>> Start The records
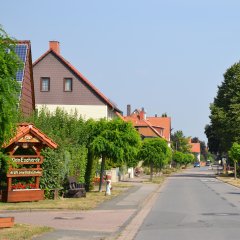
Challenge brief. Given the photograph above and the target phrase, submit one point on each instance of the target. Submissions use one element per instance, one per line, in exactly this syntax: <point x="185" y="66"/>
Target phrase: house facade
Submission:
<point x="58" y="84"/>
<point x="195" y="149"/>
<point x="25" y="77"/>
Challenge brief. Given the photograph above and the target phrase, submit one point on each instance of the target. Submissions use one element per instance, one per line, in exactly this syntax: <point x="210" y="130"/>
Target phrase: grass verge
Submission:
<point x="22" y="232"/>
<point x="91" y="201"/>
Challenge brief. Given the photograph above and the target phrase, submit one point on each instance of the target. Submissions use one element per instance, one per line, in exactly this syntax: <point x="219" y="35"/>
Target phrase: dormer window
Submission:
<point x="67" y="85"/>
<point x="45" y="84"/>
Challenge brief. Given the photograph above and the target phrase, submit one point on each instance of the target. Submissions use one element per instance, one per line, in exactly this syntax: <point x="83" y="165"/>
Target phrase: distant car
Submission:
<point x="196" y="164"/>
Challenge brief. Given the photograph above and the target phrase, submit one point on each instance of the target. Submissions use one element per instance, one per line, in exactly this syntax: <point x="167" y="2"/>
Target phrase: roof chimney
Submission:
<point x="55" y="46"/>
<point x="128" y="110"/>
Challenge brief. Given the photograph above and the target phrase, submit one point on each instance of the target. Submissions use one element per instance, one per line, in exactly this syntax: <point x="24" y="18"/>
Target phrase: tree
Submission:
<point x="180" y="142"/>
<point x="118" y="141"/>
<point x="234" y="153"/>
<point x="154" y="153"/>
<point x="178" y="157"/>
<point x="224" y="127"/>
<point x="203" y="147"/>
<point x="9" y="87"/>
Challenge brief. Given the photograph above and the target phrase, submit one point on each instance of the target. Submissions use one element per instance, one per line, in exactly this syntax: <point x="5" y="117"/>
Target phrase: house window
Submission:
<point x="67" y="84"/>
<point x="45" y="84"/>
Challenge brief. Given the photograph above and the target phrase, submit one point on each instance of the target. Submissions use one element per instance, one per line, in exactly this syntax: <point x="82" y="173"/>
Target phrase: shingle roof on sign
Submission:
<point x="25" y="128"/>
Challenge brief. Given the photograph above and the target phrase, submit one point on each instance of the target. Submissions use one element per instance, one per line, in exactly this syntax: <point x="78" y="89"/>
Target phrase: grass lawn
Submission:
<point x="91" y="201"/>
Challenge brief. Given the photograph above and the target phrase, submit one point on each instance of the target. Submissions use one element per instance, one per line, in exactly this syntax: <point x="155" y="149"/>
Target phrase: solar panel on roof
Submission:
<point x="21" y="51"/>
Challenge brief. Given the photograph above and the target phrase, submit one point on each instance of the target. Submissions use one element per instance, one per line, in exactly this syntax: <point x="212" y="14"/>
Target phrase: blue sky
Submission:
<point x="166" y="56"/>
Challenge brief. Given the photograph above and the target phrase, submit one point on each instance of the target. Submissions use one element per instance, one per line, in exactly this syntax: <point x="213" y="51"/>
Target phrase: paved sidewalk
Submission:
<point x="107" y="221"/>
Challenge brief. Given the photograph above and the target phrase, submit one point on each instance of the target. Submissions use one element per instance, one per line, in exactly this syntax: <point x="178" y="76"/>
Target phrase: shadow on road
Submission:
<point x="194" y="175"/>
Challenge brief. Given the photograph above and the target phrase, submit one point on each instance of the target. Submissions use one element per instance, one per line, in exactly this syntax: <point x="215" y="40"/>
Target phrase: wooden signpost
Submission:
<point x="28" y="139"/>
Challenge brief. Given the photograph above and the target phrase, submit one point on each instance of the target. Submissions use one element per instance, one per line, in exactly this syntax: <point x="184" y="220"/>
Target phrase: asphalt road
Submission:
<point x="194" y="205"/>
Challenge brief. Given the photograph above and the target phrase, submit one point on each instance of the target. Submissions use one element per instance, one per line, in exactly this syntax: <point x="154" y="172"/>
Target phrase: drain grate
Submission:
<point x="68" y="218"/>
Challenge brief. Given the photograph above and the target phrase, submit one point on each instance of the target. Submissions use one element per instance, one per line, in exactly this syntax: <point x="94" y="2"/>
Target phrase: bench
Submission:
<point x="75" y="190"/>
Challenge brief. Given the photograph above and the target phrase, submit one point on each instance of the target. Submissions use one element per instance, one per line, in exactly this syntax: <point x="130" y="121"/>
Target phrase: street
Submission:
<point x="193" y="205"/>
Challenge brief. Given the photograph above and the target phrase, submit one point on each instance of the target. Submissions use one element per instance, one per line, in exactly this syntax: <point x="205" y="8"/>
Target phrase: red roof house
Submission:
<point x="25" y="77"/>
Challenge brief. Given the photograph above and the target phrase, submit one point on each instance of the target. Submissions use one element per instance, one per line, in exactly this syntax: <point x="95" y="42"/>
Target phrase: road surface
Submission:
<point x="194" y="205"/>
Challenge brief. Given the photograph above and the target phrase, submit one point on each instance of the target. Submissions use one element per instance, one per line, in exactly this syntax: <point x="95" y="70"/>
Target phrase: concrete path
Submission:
>> End The records
What comes back should match the records exactly, minus any pictures.

Challenge brief. Given the photograph above and the target phrase, submit one point on each instance of the target. Submissions use one element per instance, one per line, in exactly this syntax: <point x="185" y="66"/>
Target phrase: house facade
Submission:
<point x="58" y="84"/>
<point x="195" y="149"/>
<point x="25" y="77"/>
Challenge brief. Given the photograph above and the target phrase, submit one point on each instance of the target. Submissions use one element per instance, one per line, in exactly this syntax: <point x="210" y="130"/>
Target phrase: grass verge
Submission:
<point x="22" y="232"/>
<point x="91" y="201"/>
Challenge brief. Given the photograph above and the target phrase, submit one point on each instance of the target. Submissions use one element per instance, one per line, in exactly this syntax: <point x="219" y="35"/>
Target phrase: dormer window
Submission:
<point x="67" y="85"/>
<point x="45" y="84"/>
Challenge brief. Given the photograph above and the target phrase, submit one point on each instance of the target. Submissions use one element per instance, one per line, in exactly this syntax: <point x="83" y="165"/>
Target phrase: distant car
Submission:
<point x="196" y="164"/>
Challenge brief. Given the photograph above and the target phrase, submit one point on each instance of the target. Submissions use one element per instance, one per line, in exactly this syntax: <point x="167" y="2"/>
Target phrase: roof chimney
Submission:
<point x="55" y="46"/>
<point x="128" y="110"/>
Challenge brief. Given the photograph above and the target phrase, submit one point on each instance of the target. Submissions use one element per instance, one per line, in exactly this syntax: <point x="24" y="18"/>
Target phrase: tree
Submission:
<point x="180" y="142"/>
<point x="118" y="141"/>
<point x="234" y="153"/>
<point x="154" y="153"/>
<point x="178" y="157"/>
<point x="224" y="127"/>
<point x="203" y="147"/>
<point x="9" y="87"/>
Challenge brief. Given the photograph above and the target phrase, submit one point on each instance of the target. Submissions use one element per instance, one per line, in exactly this syntax: <point x="5" y="117"/>
Target phrase: house window
Submission:
<point x="67" y="84"/>
<point x="45" y="84"/>
Challenge brief. Given the photograph above and the target phrase, submit one point on each instance of the target. Submissions use one element per instance, one per line, in exactly this syntax: <point x="82" y="173"/>
Target phrase: shingle roof on sign
Submission:
<point x="25" y="128"/>
Challenge brief. Given the photograph above and the target phrase, submit one point on each instance of the target. Submissions use one element per instance, one per line, in exactly this syntax: <point x="78" y="89"/>
Target phrase: grass lawn
Submission:
<point x="91" y="201"/>
Challenge brief. Given the photograph above and the target phrase, submit one point on each instance of the target. Submissions use one element per instance, one per line, in exactly this syntax: <point x="155" y="149"/>
Target phrase: solar panel on roof
Submission:
<point x="21" y="51"/>
Challenge brief. Given the photograph above and the target phrase, submit one point on each instance of the target. Submissions use one element per instance, one per line, in exactly this syntax: <point x="212" y="14"/>
Target phrase: blue sky
Submission:
<point x="166" y="56"/>
Challenge brief. Given the photograph above and the target phrase, submit one point on each instance of the target. Submissions use one element per instance, one per line, in exactly this syntax: <point x="213" y="51"/>
Target phrase: paved sidewalk
Submission:
<point x="107" y="221"/>
Challenge brief. Given the photograph above and the target phrase, submit one point on each instance of the target. Submissions use one element per instance, one per line, in exactly this syntax: <point x="178" y="76"/>
Target phrase: shadow on road
Submission:
<point x="194" y="175"/>
Challenge brief. Given the photograph above and the target phrase, submit one point on each instance of the target. Submissions use one element per instance, one per line, in exactly this syntax: <point x="215" y="40"/>
Target phrase: wooden signpost
Submission:
<point x="28" y="139"/>
Challenge brief. Given the photograph above and the target phrase, submit one point on each instance of the target. Submissions use one element per instance, one per line, in exactly this syntax: <point x="184" y="220"/>
Target phrase: asphalt road
Submission:
<point x="194" y="205"/>
Challenge brief. Given the photograph above and the target phrase, submit one point on each instance of the target. Submissions use one element per instance, one per line, in exactly this syntax: <point x="154" y="172"/>
Target phrase: drain grate
Submission:
<point x="68" y="218"/>
Challenge brief. Given the photograph above and the target phrase, submit one point on each instance of the target. Submissions use one element per instance, one per line, in exactly this syntax: <point x="94" y="2"/>
Target phrase: bench
Submission:
<point x="75" y="190"/>
Challenge brief. Given the photograph above and the target phrase, submit one point on each instance of the target. Submissions use one element per instance, one per line, in exactly this syntax: <point x="130" y="121"/>
Target phrase: street
Submission:
<point x="193" y="205"/>
Challenge brief. Given the photograph above and the target phrase, submit one point on each instance of the target. Submissions use one element per instance, one per line, in exactly this syntax: <point x="205" y="8"/>
Target phrase: red roof house
Submission:
<point x="25" y="77"/>
Challenge brief. Given the photograph above and the target phrase, submit one point on each instance of the target. Submissions use one element per instance, one per line, in exactly this syntax: <point x="95" y="42"/>
Target phrase: road surface
Submission:
<point x="194" y="205"/>
Challenge brief. Given the photograph above and the target phrase, submit one point on each instance of the target. Submissions use one element per instance, one per line, in exactly this syntax: <point x="95" y="70"/>
Target phrase: concrete path
Submission:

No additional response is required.